**What to work on:**
Starting at the line that holds "Could you point to the stainless", copy every line exactly through the end of the data, and no others.

**Source material:**

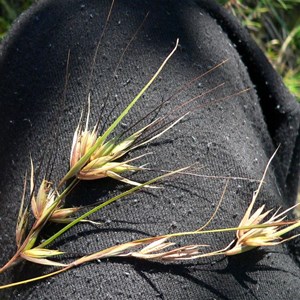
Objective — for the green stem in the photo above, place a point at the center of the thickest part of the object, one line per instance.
(102, 205)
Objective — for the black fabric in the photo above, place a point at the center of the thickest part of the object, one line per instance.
(234, 137)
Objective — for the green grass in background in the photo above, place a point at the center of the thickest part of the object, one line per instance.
(9, 10)
(275, 26)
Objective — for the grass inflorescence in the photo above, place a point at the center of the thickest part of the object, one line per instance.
(94, 156)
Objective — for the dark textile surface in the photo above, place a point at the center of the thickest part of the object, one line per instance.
(233, 137)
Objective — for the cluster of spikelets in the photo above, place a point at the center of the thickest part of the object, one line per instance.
(95, 156)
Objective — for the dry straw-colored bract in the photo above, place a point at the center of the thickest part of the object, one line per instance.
(95, 156)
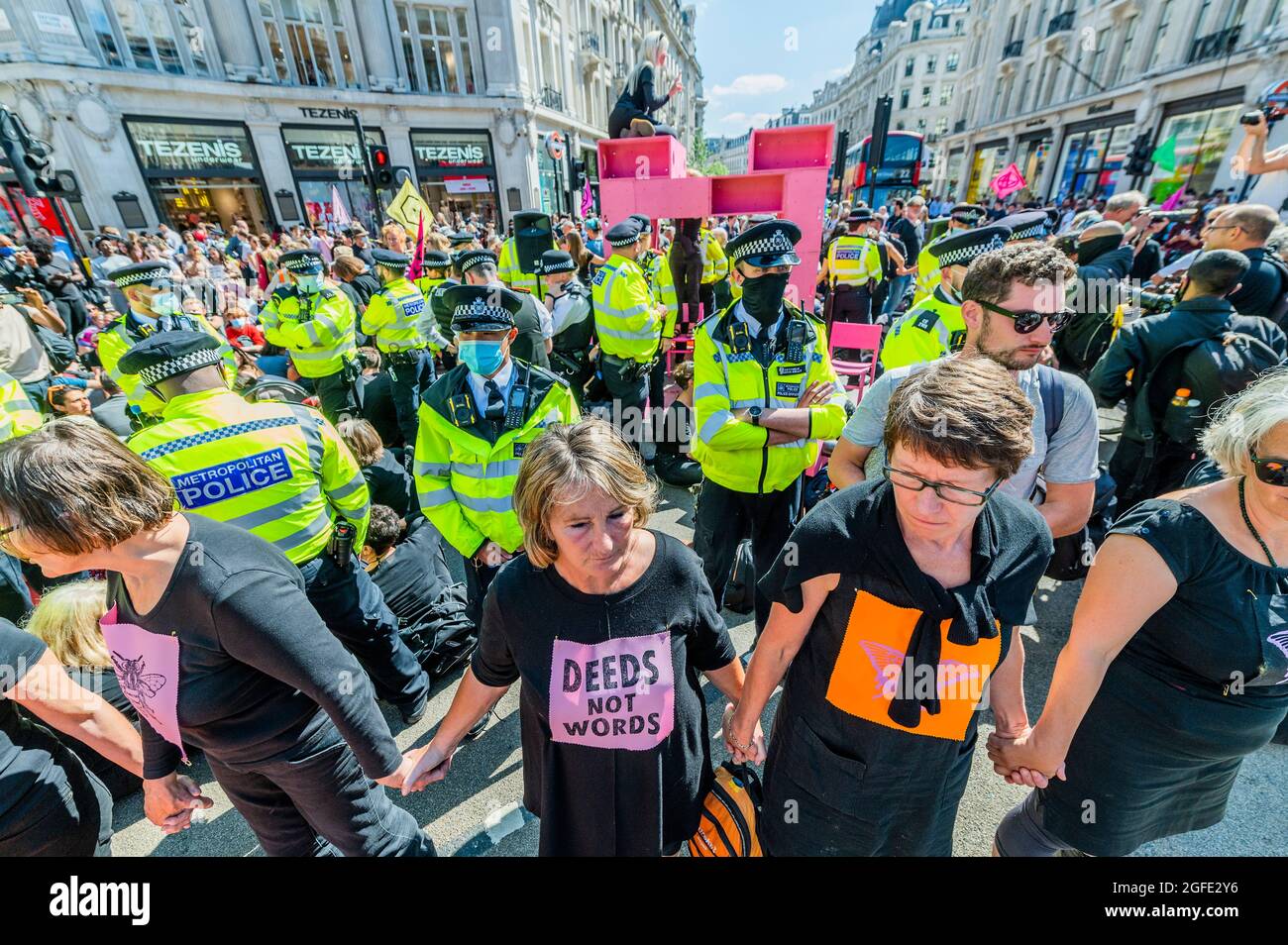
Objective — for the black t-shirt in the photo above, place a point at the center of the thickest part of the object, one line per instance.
(259, 671)
(415, 576)
(34, 766)
(389, 483)
(632, 757)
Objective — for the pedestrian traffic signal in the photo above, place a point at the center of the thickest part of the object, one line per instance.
(381, 166)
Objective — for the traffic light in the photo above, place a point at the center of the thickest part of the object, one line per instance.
(1138, 158)
(381, 166)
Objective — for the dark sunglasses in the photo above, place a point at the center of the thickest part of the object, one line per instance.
(1026, 322)
(1269, 471)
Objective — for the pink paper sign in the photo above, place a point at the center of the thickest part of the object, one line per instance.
(147, 667)
(1008, 181)
(616, 694)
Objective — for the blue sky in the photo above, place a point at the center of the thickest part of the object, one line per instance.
(759, 55)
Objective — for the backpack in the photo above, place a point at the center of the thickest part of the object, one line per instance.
(1074, 553)
(1212, 368)
(730, 811)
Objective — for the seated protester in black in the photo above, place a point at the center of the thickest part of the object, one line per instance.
(406, 563)
(632, 115)
(608, 625)
(386, 476)
(1203, 310)
(65, 621)
(673, 463)
(51, 803)
(1172, 678)
(896, 601)
(232, 658)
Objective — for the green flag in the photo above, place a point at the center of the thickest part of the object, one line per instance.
(1164, 155)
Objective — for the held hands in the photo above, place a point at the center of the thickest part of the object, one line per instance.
(168, 801)
(426, 766)
(745, 743)
(1020, 761)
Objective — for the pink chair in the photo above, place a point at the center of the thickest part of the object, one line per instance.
(855, 336)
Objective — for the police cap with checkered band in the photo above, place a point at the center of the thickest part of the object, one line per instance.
(301, 262)
(482, 308)
(960, 249)
(767, 244)
(167, 353)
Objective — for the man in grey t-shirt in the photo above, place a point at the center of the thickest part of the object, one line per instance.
(1017, 279)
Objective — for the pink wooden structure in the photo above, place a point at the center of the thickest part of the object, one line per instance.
(786, 175)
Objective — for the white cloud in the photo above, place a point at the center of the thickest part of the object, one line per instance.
(756, 84)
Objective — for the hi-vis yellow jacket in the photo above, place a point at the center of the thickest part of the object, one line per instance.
(17, 415)
(467, 465)
(121, 335)
(726, 378)
(278, 471)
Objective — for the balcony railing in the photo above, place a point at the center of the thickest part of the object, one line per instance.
(1060, 22)
(1215, 44)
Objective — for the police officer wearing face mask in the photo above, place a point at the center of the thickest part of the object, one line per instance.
(764, 395)
(317, 325)
(475, 426)
(154, 305)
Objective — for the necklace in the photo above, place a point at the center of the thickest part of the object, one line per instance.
(1243, 507)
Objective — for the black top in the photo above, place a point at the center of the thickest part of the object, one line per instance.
(907, 236)
(35, 769)
(1261, 287)
(625, 786)
(259, 671)
(866, 781)
(389, 483)
(416, 575)
(643, 97)
(1164, 735)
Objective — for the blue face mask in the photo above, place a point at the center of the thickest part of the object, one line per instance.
(483, 358)
(310, 283)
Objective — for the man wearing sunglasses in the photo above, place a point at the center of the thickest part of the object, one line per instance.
(1137, 353)
(934, 326)
(1013, 304)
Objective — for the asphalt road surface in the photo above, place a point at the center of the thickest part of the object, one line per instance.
(478, 808)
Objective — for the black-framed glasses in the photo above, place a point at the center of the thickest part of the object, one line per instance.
(1270, 471)
(949, 493)
(1026, 322)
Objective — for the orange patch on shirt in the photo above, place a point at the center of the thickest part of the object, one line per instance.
(872, 660)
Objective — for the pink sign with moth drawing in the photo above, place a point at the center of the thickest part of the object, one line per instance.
(614, 694)
(147, 667)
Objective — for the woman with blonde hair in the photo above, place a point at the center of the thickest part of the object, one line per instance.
(632, 115)
(65, 621)
(1172, 677)
(608, 623)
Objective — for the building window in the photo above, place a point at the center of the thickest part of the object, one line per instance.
(308, 42)
(437, 47)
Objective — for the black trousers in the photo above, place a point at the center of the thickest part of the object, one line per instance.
(355, 610)
(336, 398)
(410, 374)
(724, 518)
(316, 801)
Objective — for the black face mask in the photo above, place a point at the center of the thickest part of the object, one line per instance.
(763, 296)
(1096, 248)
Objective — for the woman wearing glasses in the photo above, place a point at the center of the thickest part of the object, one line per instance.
(1172, 678)
(893, 605)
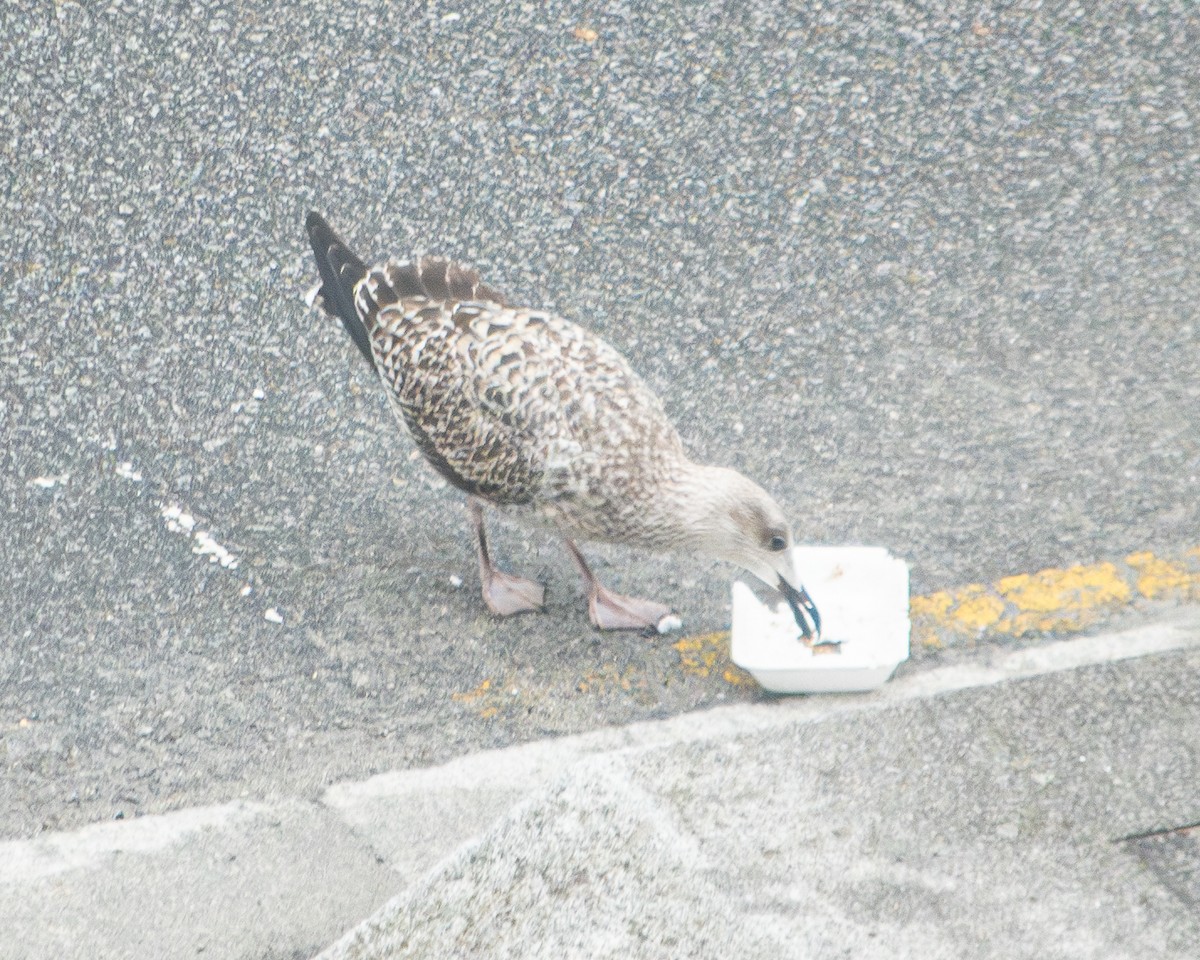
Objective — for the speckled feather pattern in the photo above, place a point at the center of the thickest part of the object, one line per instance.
(520, 407)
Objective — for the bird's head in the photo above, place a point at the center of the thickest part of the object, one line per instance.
(735, 520)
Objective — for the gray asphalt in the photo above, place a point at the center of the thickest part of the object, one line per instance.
(930, 277)
(1030, 803)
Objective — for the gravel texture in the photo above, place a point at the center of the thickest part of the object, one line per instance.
(929, 276)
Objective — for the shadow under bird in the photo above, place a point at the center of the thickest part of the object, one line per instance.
(538, 418)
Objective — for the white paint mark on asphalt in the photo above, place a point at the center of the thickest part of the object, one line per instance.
(126, 471)
(180, 521)
(47, 483)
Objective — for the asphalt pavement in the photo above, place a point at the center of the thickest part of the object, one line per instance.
(929, 276)
(1033, 803)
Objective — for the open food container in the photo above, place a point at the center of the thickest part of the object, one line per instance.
(862, 594)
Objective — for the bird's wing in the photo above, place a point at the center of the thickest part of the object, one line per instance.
(511, 405)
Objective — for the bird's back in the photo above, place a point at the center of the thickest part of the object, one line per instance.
(516, 406)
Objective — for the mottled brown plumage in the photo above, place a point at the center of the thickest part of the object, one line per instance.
(533, 414)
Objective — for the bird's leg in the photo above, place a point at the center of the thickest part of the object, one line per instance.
(503, 593)
(613, 611)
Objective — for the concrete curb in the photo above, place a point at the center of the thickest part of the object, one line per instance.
(244, 879)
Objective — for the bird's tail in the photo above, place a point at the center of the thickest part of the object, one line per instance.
(340, 274)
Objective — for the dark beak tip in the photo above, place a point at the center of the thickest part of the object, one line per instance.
(808, 618)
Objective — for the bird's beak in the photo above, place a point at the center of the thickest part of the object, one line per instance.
(803, 609)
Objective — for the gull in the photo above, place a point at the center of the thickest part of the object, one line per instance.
(537, 418)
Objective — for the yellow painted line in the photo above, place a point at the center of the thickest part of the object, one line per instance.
(1049, 603)
(1056, 600)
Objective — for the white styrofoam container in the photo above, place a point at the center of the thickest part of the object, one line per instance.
(862, 594)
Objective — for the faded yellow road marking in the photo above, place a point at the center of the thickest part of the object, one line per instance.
(1056, 600)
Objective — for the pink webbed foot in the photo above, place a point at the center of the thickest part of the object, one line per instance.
(507, 594)
(615, 611)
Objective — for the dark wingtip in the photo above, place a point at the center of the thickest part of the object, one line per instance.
(340, 270)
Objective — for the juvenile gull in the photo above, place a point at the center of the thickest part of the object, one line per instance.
(533, 415)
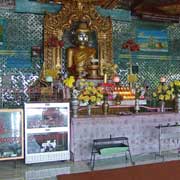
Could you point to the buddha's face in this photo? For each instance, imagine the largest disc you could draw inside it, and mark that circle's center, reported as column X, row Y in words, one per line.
column 83, row 37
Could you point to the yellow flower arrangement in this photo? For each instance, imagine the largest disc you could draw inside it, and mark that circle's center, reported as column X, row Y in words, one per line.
column 109, row 68
column 89, row 93
column 69, row 82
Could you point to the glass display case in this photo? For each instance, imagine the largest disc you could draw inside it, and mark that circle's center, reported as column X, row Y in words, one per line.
column 11, row 134
column 47, row 132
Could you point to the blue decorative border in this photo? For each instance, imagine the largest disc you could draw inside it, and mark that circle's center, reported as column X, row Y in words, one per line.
column 27, row 6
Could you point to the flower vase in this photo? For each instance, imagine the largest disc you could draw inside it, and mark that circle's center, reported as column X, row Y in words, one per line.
column 137, row 108
column 105, row 105
column 177, row 103
column 89, row 109
column 162, row 106
column 74, row 106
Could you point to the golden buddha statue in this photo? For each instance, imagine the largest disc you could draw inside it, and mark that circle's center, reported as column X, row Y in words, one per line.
column 80, row 58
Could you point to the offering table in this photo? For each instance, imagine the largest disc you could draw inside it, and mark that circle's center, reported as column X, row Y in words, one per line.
column 139, row 128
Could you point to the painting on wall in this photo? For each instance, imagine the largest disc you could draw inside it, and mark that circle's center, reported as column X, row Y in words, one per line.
column 155, row 40
column 33, row 6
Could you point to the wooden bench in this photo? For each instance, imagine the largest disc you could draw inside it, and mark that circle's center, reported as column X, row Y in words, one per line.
column 110, row 146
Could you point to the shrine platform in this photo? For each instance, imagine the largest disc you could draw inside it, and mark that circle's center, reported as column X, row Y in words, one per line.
column 139, row 128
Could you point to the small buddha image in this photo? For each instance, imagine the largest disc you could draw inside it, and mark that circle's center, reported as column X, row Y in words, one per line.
column 80, row 58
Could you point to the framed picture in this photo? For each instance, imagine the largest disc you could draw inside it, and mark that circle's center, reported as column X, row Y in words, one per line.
column 11, row 134
column 152, row 39
column 47, row 132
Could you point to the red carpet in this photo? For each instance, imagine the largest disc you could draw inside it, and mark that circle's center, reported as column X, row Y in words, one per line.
column 156, row 171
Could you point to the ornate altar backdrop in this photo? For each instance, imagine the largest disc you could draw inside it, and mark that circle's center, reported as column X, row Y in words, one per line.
column 26, row 30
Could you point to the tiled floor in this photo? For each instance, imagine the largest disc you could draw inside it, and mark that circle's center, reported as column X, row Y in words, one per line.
column 11, row 170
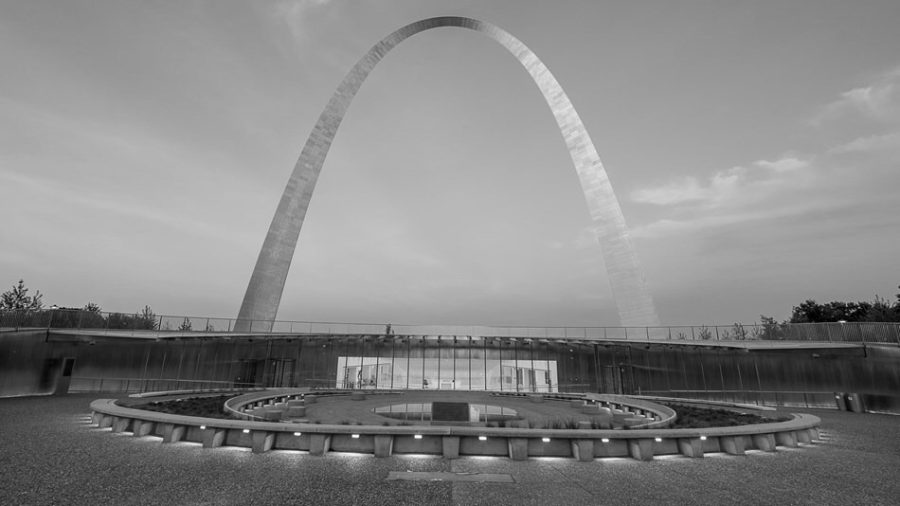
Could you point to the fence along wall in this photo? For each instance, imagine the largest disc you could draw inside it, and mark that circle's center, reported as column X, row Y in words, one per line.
column 32, row 362
column 169, row 326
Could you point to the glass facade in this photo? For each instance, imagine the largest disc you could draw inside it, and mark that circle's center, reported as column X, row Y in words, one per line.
column 452, row 369
column 33, row 362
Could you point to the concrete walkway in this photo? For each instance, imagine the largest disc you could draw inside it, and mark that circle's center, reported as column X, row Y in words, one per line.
column 49, row 454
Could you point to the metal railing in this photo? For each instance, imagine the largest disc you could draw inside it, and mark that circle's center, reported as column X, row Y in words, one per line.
column 84, row 384
column 785, row 398
column 167, row 325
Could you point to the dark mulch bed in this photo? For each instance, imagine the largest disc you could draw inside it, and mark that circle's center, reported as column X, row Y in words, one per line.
column 206, row 407
column 692, row 417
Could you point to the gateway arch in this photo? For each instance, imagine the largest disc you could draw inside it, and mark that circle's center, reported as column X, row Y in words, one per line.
column 629, row 289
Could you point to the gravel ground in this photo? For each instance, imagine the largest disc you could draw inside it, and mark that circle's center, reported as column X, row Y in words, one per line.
column 49, row 454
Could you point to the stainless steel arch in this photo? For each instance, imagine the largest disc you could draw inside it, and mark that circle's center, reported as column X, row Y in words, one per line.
column 629, row 289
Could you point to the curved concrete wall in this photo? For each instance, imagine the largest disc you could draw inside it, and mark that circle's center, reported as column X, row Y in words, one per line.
column 263, row 296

**Result for this exercise:**
Could you point to the stainless steel arch in this photo? For each instance, imagine the largest disc you could draw inside it, and mark that circle's center, reported as column X, row Y in words, one per line.
column 629, row 289
Could you point to the curved concrete wall in this photo? For each instance, imagine the largest disc you could draw inside it, and mark that circle's center, reported as column X, row Y in words, one per line.
column 263, row 296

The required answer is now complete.